Write out all of the rows below again, requests included, and scale every answer coordinate by 1.7, rounding to the nearest whole number with halves rounded up. Keep the numbers in the requests and their format samples unchanged, and leave the pictures out of your reply.

*Material to process:*
---------------

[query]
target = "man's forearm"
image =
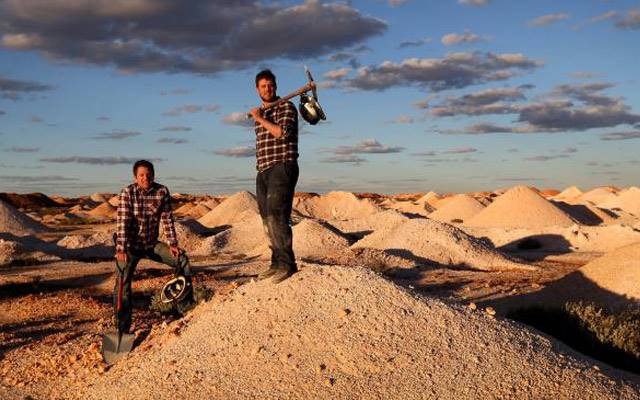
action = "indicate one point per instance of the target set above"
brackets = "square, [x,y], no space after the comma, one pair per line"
[274,129]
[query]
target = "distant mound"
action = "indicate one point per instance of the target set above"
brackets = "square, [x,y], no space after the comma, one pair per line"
[520,207]
[379,220]
[598,195]
[347,333]
[611,281]
[31,201]
[15,222]
[336,206]
[460,209]
[430,198]
[628,200]
[230,210]
[240,238]
[569,194]
[408,207]
[104,210]
[433,242]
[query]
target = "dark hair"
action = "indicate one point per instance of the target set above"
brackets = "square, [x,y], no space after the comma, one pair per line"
[143,163]
[266,74]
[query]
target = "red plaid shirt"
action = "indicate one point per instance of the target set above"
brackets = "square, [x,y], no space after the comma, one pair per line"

---------------

*Result:*
[query]
target = "man's forearm"
image =
action = "indicate one point per instance of the target set above"
brackets = "square, [x,y], no space after the comma, one pair per line"
[466,219]
[query]
target = "distant mound"
action = "indicate one point per instance of the target set above"
brackets = "square, [x,y], no space after the comma, one pair per line"
[884,352]
[644,374]
[1017,332]
[590,566]
[1039,478]
[53,342]
[26,377]
[571,350]
[782,355]
[731,337]
[1068,340]
[391,357]
[408,405]
[967,330]
[694,352]
[177,357]
[736,411]
[query]
target = "dark hair"
action = "indicate one point per instance of the target set above"
brackets = "square, [x,y], no space after the comma, one pair per line"
[243,277]
[452,126]
[query]
target = "red plaid shirt"
action = "indicate one point per instance of the target set above"
brackets = "square, [x,y], no space after the comma, one pair per line"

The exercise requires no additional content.